§ **Work to be completed**: In the records below, find the line that contains "of the field" and the line that contains "of the tractor". Set down exactly those lines and every line between them, and nothing more.
Content starts
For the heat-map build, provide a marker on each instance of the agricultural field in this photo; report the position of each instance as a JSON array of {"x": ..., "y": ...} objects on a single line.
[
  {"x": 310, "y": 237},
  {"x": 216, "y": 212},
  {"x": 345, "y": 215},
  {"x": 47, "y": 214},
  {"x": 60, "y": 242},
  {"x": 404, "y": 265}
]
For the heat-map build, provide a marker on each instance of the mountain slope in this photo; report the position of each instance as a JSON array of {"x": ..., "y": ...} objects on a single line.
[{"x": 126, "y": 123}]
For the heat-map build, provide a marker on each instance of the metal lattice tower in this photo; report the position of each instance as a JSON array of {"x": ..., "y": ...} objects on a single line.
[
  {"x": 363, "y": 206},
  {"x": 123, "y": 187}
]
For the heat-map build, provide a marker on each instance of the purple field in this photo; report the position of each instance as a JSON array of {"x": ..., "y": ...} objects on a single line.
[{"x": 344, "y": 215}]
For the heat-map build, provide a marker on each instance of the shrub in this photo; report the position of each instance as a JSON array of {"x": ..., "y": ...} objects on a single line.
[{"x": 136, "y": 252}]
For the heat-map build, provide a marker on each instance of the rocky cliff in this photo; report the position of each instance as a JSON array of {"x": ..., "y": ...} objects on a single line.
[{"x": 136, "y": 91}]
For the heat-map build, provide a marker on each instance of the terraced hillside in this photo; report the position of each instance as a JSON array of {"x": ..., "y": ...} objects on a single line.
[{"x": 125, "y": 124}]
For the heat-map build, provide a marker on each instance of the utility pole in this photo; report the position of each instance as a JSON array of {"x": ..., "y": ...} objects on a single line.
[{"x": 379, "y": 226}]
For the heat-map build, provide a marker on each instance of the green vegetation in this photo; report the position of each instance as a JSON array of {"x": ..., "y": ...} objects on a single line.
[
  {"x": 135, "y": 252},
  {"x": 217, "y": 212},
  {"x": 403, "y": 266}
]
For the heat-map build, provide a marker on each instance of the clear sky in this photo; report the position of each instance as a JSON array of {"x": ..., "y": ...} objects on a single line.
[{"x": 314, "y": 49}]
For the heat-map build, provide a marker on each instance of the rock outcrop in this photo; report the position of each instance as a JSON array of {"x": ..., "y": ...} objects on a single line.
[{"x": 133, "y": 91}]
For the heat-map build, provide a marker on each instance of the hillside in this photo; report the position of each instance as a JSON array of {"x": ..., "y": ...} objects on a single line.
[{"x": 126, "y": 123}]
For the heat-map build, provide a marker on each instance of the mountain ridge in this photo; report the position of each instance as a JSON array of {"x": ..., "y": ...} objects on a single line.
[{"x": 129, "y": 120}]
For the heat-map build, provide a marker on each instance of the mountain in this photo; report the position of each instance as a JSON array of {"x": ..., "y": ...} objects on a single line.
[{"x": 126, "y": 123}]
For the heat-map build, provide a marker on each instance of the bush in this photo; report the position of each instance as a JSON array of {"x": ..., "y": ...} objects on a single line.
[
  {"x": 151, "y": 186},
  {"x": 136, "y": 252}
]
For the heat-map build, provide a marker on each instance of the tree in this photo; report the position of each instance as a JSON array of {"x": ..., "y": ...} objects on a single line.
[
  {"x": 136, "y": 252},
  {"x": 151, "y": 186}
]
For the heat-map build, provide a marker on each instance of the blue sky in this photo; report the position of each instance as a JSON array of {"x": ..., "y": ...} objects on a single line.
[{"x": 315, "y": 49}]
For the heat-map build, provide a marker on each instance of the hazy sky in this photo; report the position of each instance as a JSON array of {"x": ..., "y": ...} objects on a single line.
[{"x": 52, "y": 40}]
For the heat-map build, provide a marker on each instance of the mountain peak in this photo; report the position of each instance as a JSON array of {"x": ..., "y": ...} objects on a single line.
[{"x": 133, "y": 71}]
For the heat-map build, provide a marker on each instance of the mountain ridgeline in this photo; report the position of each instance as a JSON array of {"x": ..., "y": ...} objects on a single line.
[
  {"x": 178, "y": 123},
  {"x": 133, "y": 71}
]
Content ends
Content starts
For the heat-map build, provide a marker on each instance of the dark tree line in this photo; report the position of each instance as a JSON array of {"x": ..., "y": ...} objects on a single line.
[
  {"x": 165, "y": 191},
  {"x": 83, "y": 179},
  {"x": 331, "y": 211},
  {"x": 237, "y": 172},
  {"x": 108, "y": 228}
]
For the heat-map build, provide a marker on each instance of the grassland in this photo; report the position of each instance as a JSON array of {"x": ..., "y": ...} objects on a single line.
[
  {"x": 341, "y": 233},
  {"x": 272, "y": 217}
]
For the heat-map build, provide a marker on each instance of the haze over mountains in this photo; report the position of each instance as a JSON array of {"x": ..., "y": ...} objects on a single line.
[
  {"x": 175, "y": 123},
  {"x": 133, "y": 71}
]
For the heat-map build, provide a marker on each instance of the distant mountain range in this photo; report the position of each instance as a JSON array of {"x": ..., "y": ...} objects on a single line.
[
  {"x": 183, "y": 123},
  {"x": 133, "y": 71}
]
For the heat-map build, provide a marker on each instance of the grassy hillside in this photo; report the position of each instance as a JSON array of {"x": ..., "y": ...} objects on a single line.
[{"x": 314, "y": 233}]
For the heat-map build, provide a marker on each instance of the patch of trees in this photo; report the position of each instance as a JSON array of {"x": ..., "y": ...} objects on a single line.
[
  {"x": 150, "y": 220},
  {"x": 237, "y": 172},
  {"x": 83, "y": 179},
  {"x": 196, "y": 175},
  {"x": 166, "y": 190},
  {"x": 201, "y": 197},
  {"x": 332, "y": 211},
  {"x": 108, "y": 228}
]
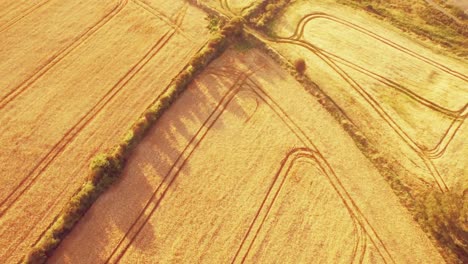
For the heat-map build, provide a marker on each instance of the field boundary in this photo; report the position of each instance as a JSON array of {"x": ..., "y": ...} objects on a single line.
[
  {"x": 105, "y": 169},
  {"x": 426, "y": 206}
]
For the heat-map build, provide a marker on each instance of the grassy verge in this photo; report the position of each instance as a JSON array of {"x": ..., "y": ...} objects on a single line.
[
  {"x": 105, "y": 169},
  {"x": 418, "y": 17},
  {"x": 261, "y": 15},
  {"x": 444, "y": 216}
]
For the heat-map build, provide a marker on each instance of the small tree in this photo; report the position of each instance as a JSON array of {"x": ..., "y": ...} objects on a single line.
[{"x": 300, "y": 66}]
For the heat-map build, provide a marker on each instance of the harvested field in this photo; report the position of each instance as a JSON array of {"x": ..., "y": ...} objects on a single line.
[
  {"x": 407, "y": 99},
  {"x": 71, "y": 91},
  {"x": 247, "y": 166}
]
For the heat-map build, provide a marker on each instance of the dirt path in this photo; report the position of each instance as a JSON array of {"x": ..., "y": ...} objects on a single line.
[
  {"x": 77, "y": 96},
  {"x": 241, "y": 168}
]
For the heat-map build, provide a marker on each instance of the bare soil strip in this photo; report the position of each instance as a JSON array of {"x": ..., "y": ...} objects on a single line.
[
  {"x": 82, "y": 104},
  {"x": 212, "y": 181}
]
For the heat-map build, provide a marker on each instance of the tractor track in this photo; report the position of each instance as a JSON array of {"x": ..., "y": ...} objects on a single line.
Content ends
§ **Solution for this task**:
For the heat-map build, provide a marker on each instance of the field boundary in this photo; report the position of each instance as a JSON array of {"x": ..., "y": ...} objects on a single line.
[
  {"x": 105, "y": 169},
  {"x": 426, "y": 206}
]
For the heat-map build, provide a marker on each instance of the grassy verge in this photo; report the position of each instance as a JSON array of {"x": ..., "y": ...} objects on a single line.
[
  {"x": 105, "y": 169},
  {"x": 418, "y": 17},
  {"x": 261, "y": 15},
  {"x": 444, "y": 216}
]
For the heat-map build, provide a marker on each instance of the small tree in this photo; report the position of each instance as a JSON array of {"x": ..., "y": ...} objects on a single line.
[{"x": 300, "y": 66}]
For the heat-map build, provide a marker on each instance of the harvested field in this photo; report the position of each instance as a JSON array of {"x": ..., "y": ...} objects on a single line.
[
  {"x": 407, "y": 99},
  {"x": 71, "y": 91},
  {"x": 247, "y": 166}
]
For the heat-map build, provide a marker on each instance of the dirt path in this photo; report the position of each instance as a JSON array of {"x": ..., "y": ...} objects on a single line.
[
  {"x": 77, "y": 96},
  {"x": 241, "y": 168}
]
For the heat-map build, provide a marker on each instance of the bare soil strip in this photo; report the position of each instance as a JSON array of {"x": ..., "y": ...} objects on a single line.
[
  {"x": 82, "y": 104},
  {"x": 212, "y": 181}
]
For the heat-map build, provide a marker on each instance of the tractor track in this photo; report the position of each instance as a JSON array of {"x": ..., "y": ...} objects on a single line.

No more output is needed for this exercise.